▸ **Page extract**
========

Csaky fought alongside French soldiers during World War I and in 1922 became a naturalised French citizen. He was a founding member of l’Union des Artistes modernes (UAM) in 1929. During World War II, Csaky joined forces with the French underground movement (la Résistance) in Valençay. In the late 1920s, he collaborated with some other artists in designing furniture and other decorative pieces, including elements of the Studio House of the fashion designer Jacques Doucet.

After 1928, Csaky moved away from Cubism into a more figurative or representational style for nearly thirty years. He exhibited internationally across Europe, but some of his pioneering artistic innovation was forgotten. His work today is primarily held by French and Hungarian institutions, as well as museums, galleries and private collections both in France and abroad. …

Legacy

Joseph Csaky contributed substantially to the development of modern sculpture, both as a pioneer in applying Cubism to sculpture, and as a leading figure in nonrepresentational art of the 1920s.

========

▸ **Short problem**
Reproduce verbatim the portion of the passage on Joseph Csaky from "After 1928, Csaky" up to and including "of the 1920s.".

Object location annotation data:
========

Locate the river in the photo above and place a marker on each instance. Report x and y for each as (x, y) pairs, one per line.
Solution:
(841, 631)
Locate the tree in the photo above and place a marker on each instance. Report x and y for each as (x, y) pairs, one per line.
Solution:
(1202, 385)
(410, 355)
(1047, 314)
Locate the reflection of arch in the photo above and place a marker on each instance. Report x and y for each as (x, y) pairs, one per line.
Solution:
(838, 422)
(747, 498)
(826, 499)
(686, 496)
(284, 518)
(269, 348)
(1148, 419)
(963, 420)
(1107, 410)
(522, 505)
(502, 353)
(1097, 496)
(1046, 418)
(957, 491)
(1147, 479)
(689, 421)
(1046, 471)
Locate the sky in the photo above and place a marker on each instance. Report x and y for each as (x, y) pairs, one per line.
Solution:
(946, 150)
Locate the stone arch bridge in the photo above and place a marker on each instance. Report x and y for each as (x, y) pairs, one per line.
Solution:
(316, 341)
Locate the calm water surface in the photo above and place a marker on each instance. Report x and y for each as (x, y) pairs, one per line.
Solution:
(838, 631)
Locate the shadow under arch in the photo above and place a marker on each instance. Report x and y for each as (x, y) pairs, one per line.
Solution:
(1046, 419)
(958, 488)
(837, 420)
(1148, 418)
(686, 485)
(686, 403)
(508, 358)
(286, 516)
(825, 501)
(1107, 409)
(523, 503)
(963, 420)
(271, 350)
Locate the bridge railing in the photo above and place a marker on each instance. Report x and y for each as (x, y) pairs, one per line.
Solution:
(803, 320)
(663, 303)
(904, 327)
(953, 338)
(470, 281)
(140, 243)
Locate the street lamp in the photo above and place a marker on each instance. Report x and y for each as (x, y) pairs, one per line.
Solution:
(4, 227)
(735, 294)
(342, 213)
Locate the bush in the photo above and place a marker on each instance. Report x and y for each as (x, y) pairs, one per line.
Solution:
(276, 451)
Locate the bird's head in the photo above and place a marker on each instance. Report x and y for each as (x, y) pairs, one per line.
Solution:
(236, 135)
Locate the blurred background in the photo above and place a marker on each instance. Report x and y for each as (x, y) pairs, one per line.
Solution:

========

▸ **The response**
After 1928, Csaky moved away from Cubism into a more figurative or representational style for nearly thirty years. He exhibited internationally across Europe, but some of his pioneering artistic innovation was forgotten. His work today is primarily held by French and Hungarian institutions, as well as museums, galleries and private collections both in France and abroad. …

Legacy

Joseph Csaky contributed substantially to the development of modern sculpture, both as a pioneer in applying Cubism to sculpture, and as a leading figure in nonrepresentational art of the 1920s.